• _Задание 1_
Отредактируйте отрывок записей от строки с «Quality assurance note: the white ceramic» по строку с «[[40, 52, 80, 84]]» включительно: замените «chair back» на «seat back», остальное оставьте без изменений и приведите только эти строки.

::: Фрагмент документа :::

Мы связываем в нашей концепции факт и ситуацию, частицей которой является факт. Ситуация, будучи распределённой в пространстве, времени и модальности, представляет собой развивающуюся систему. Развитие ситуации предполагает разное расположение по отношению к ней автора текста. Ситуация может восприниматься завершённой, закончившей своё развитие, либо развивающейся, длящейся, либо предполагаемой, ещё не начавшей своё развитие. И это будет накладывать свой отпечаток на формирование текста, главным образом - на отбор и представление фактов.

Будем называть тексты, представляющие развивающуюся незавершённую ситуацию, текстами актуального содержания, а тексты, представляющие либо завершившуюся, либо не начавшую развитие ситуацию - текстами неактуального содержания.

Сознание человека перфективно: его привлекает завершённость, законченность. Идея начала и конца приводит к разделению образа реальности на ситуации, в которые человек попадает или может попасть как участник или как сторонний наблюдатель. Протяжённость ситуации может быть различной: если телефонный разговор может длиться несколько минут, то война зачастую занимает годы и даже десятилетия. Коротко длящиеся ситуации почти сразу оцениваются нами как завершённые, что же касается протяжённых ситуаций, то в некоторых из них человек может жить годами, предполагая, каким будет их развитие. Наконец, самой протяжённой ситуацией является жизнь каждого из нас.

Соотнесённый с ситуацией, нарратив ещё больше обусловливает её завершённость, поскольку, во-первых, сам нарратив стремится к завершённости, а во-вторых - он провоцирует ситуацию к тому, чтобы быть рассказанной, рассказ же требует ответов на вопросы: Что произошло? Чем всё закончилось? Из этого следуют и различия, и сходства текстов актуального и неактуального содержания.

Поскольку основу различия между текстами неактуального и актуального содержания составляет положение автора по отношению к описываемой ситуации, в первом случае автор исключает себя из развития ситуации, из её временного и пространственного течения. Он в силу тех или иных обстоятельств может рассказывать о ней как о чём-то стороннем, причём неважно, был автор участником этой ситуации или не был. У автора такого рассказа есть определённая привилегия - он способен знать ситуацию в каждом из её моментов, а главное - он знает, чем всё кончилось, даже если ситуация ещё не началась.

Отдалённость времени рассказа и времени происходящего приводит к тому, что рассказ берёт верх над происходящим, поскольку в нём уже ничего нельзя изменить, а поэтому ситуация выстраивается в сознании человека так, как она ему запомнилась или представилась в сознании. Из этого следует несколько существенных особенностей текстов неактуального содержания.

1. Автор, владея информацией о развитии ситуации в целом, может выстраивать композицию так, как считает нужным, а не следовать за происходящим.

2. Выбор фактов в тексте неактуального содержания полностью на совести автора: он может что-то забыть, что-то исказить, что-то придумать, причём неважно, происходило ли это в прошлом или произойдёт в будущем. Они не допускают «проверки реальностью» на момент создания текста.

3. Рассказ допускает высокую степень аналитичности, то есть автор может не ограничивать себя только фактической стороной дела, но и рассуждать о причинных связях внутри ситуации, о закономерностях её развития, о последствиях, наступивших после её завершения и т. п. Высокой оказывается степень концептуализации, автор может не сдерживать себя в оценках.

::: Входные данные :::

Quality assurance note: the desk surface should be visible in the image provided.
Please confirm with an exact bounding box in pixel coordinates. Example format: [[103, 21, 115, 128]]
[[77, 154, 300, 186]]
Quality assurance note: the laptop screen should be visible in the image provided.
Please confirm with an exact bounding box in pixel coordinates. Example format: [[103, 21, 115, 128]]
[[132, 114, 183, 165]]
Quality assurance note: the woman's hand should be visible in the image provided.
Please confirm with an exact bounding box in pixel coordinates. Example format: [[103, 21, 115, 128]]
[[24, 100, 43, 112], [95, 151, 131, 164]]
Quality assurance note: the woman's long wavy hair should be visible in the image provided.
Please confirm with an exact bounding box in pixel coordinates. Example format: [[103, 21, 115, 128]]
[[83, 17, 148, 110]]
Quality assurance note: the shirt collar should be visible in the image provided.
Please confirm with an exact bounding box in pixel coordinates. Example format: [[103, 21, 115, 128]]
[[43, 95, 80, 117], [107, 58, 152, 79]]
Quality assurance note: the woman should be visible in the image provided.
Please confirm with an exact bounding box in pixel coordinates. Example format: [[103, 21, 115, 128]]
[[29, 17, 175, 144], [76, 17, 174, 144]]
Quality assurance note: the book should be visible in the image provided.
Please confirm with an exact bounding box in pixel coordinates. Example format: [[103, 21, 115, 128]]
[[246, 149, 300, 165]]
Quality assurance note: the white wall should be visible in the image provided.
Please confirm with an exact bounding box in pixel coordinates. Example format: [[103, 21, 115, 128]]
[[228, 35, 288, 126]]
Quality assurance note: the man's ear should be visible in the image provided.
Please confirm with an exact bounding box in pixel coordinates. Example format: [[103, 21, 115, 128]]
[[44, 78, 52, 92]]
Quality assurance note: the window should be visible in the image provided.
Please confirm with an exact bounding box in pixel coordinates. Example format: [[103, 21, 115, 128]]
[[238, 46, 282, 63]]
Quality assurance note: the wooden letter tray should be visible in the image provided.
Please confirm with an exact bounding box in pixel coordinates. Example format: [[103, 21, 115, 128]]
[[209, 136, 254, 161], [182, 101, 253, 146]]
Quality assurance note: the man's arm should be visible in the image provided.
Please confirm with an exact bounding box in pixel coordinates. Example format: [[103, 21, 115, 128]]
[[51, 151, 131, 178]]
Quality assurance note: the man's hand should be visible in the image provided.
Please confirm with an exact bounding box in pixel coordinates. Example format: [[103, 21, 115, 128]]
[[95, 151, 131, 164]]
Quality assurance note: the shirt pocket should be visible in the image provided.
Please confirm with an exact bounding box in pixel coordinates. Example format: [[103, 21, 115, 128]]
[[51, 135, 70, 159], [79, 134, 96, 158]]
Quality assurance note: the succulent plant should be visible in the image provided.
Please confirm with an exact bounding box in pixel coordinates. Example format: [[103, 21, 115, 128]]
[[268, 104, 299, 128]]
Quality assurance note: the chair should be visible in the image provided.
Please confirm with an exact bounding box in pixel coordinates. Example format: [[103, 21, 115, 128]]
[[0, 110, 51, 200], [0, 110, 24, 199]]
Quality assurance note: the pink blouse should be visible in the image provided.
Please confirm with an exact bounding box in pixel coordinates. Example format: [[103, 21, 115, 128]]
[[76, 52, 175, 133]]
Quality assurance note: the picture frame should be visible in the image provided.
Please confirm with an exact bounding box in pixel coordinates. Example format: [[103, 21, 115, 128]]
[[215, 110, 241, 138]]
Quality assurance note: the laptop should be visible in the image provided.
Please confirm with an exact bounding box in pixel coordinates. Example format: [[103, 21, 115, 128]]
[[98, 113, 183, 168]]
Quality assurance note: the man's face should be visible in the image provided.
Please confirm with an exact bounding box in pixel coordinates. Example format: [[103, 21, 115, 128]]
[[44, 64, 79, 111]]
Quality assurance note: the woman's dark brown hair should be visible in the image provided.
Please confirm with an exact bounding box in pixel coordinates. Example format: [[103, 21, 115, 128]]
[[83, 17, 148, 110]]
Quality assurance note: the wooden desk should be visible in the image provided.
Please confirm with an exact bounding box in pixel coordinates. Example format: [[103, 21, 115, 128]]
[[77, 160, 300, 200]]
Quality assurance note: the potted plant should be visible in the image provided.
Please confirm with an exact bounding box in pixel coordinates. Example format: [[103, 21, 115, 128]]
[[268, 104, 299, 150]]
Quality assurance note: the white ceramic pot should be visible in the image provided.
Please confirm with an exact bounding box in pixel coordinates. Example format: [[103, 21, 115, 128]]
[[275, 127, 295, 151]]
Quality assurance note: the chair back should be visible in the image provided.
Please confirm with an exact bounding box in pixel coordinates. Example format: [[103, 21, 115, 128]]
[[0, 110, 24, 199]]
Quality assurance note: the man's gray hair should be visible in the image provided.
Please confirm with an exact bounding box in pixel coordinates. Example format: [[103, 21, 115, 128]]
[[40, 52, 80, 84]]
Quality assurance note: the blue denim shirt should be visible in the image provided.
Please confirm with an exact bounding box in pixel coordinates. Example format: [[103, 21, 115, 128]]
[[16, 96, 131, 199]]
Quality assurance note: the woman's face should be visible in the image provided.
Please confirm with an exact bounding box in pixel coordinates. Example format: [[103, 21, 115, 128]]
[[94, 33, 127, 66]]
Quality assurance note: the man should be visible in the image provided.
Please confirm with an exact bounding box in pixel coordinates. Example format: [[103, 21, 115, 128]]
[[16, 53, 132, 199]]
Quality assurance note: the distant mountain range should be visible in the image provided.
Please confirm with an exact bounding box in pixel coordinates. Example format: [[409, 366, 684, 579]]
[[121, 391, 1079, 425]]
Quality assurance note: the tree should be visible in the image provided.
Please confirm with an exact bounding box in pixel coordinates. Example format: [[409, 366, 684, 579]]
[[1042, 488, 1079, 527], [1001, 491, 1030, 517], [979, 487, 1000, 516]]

:::

• _Задание 2_
Как перевести на английский язык предложение «Сознание человека перфективно: его привлекает завершённость, законченность.» из фрагмента о текстах актуального и неактуального содержания?

• _Полный ответ 1_
Quality assurance note: the white ceramic pot should be visible in the image provided.
Please confirm with an exact bounding box in pixel coordinates. Example format: [[103, 21, 115, 128]]
[[275, 127, 295, 151]]
Quality assurance note: the seat back should be visible in the image provided.
Please confirm with an exact bounding box in pixel coordinates. Example format: [[103, 21, 115, 128]]
[[0, 110, 24, 199]]
Quality assurance note: the man's gray hair should be visible in the image provided.
Please confirm with an exact bounding box in pixel coordinates. Example format: [[103, 21, 115, 128]]
[[40, 52, 80, 84]]

• _Полный ответ 2_
Human consciousness is perfective: it is drawn to completeness, to finality.